▶ **ENTRIES SUPPLIED**:
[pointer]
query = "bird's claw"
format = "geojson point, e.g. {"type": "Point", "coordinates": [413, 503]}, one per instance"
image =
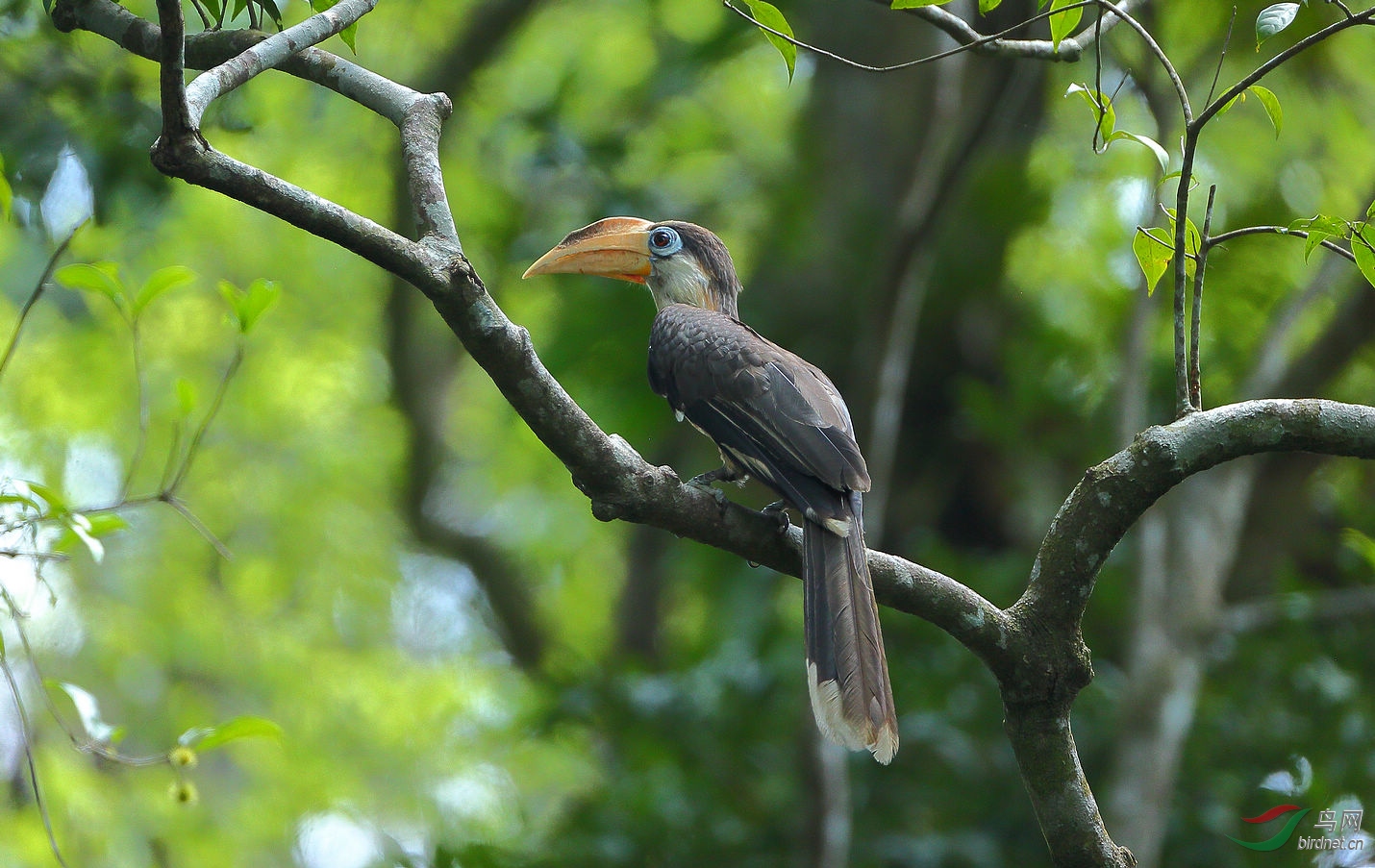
{"type": "Point", "coordinates": [703, 484]}
{"type": "Point", "coordinates": [779, 510]}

▶ **PROBLEM TO WORK ON**:
Can you write out the records above without changing a single character, leaving out the pictures?

▶ **ANSWER IN FULL**:
[pointer]
query = "bird's claw"
format = "geojson point, e.g. {"type": "Point", "coordinates": [413, 503]}, one per instance"
image =
{"type": "Point", "coordinates": [703, 484]}
{"type": "Point", "coordinates": [779, 510]}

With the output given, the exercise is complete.